** Start Material for the task **

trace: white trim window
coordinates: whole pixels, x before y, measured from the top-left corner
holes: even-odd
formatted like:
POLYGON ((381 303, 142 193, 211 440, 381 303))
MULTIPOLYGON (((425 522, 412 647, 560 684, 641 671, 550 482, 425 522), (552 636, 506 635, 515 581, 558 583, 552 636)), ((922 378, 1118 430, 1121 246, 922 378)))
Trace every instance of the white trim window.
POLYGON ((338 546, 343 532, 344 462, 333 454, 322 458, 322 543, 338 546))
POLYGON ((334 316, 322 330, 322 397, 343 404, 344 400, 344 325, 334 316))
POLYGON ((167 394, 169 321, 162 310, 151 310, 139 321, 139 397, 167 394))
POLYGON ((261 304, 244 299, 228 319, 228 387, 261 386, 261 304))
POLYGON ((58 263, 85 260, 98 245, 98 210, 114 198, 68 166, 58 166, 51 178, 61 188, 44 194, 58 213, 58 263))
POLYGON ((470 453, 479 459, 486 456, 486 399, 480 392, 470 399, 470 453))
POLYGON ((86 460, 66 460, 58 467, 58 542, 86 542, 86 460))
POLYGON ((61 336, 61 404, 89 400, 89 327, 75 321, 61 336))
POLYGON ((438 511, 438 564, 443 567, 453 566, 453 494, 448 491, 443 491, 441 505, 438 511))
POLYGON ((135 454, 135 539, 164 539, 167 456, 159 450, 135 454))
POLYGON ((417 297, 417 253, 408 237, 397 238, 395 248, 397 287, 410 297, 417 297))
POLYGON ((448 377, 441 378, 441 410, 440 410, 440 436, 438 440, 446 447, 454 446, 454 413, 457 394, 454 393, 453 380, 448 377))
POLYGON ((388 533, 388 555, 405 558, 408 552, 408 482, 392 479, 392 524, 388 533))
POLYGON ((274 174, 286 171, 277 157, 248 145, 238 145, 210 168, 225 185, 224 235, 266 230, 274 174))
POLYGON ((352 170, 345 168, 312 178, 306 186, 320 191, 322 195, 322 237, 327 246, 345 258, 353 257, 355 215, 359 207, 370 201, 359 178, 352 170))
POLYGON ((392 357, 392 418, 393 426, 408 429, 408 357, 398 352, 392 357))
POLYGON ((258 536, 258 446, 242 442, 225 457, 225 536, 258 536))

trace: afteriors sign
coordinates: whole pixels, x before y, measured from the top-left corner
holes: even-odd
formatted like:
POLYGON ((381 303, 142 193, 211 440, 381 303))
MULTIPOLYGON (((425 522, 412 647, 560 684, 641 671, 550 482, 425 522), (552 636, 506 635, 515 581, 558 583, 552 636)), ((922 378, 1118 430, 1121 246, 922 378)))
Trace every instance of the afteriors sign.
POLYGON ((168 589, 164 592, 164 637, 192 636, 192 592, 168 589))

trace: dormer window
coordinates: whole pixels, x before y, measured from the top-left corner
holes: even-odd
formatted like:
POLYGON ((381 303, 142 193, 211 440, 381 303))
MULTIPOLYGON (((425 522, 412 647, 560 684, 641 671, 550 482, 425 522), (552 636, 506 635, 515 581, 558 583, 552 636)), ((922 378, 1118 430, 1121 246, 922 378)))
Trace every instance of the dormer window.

** End Material for the task **

Rewrite all of the material above, replacing "top-left corner" with "upper-left corner" wherever it occurs. Leave everything else unchanged.

trace: white trim window
coordinates: whole pixels, x before y, measured from the upper-left corner
holes: even-odd
formatted like:
POLYGON ((381 303, 142 193, 211 440, 381 303))
MULTIPOLYGON (((425 522, 412 647, 560 684, 641 671, 550 482, 425 522), (552 636, 506 635, 515 581, 558 583, 552 636)), ((922 378, 1118 430, 1121 246, 922 378)))
Trace every instance of the white trim window.
POLYGON ((338 546, 343 532, 344 462, 333 454, 322 458, 322 543, 338 546))
POLYGON ((334 316, 322 330, 322 397, 343 404, 344 400, 344 325, 334 316))
POLYGON ((167 394, 169 321, 162 310, 151 310, 139 321, 139 397, 167 394))
POLYGON ((261 304, 244 299, 228 319, 228 387, 261 386, 261 304))
POLYGON ((58 263, 85 260, 98 245, 98 210, 114 198, 68 166, 58 166, 51 178, 61 188, 44 194, 58 213, 58 263))
POLYGON ((470 453, 479 459, 486 456, 486 399, 480 392, 470 399, 470 453))
POLYGON ((86 460, 66 460, 58 467, 58 542, 86 542, 86 460))
POLYGON ((61 336, 61 404, 89 400, 89 327, 75 321, 61 336))
POLYGON ((438 511, 438 564, 443 567, 453 566, 453 494, 448 491, 443 491, 441 505, 438 511))
POLYGON ((135 454, 135 539, 164 539, 167 456, 159 450, 135 454))
POLYGON ((417 297, 417 253, 408 237, 397 238, 395 248, 397 287, 410 297, 417 297))
POLYGON ((448 377, 441 378, 441 410, 440 410, 440 436, 438 440, 446 447, 454 446, 454 413, 457 394, 454 393, 453 380, 448 377))
POLYGON ((388 533, 388 555, 405 558, 408 552, 408 482, 392 479, 392 524, 388 533))
POLYGON ((274 174, 286 171, 277 157, 248 145, 238 145, 210 168, 225 185, 224 235, 266 230, 274 174))
POLYGON ((352 170, 345 168, 312 178, 306 186, 320 191, 322 195, 322 237, 327 246, 345 258, 353 257, 355 215, 359 207, 370 201, 359 178, 352 170))
POLYGON ((392 357, 392 418, 393 426, 408 429, 408 357, 398 352, 392 357))
POLYGON ((258 536, 258 446, 242 442, 225 457, 225 536, 258 536))

trace: afteriors sign
coordinates: whole pixels, x before y, measured from the upper-left corner
holes: even-odd
formatted like:
POLYGON ((381 303, 142 193, 211 440, 381 303))
MULTIPOLYGON (((425 522, 412 647, 560 684, 641 671, 550 482, 425 522), (552 636, 506 635, 515 581, 558 583, 552 636)), ((922 378, 1118 430, 1121 246, 922 378)))
Trace every instance of the afteriors sign.
POLYGON ((168 589, 164 592, 164 637, 192 636, 192 592, 168 589))

trace: dormer window
coordinates: whole pixels, x before y, measured from the upper-left corner
holes: even-odd
formatted like:
POLYGON ((381 303, 142 193, 211 440, 381 303))
MULTIPOLYGON (((425 522, 412 647, 560 684, 641 671, 550 482, 425 522), (552 636, 506 635, 515 581, 558 583, 552 636)), ((922 378, 1118 430, 1121 246, 922 378)))
Trace every instance of the dormer window.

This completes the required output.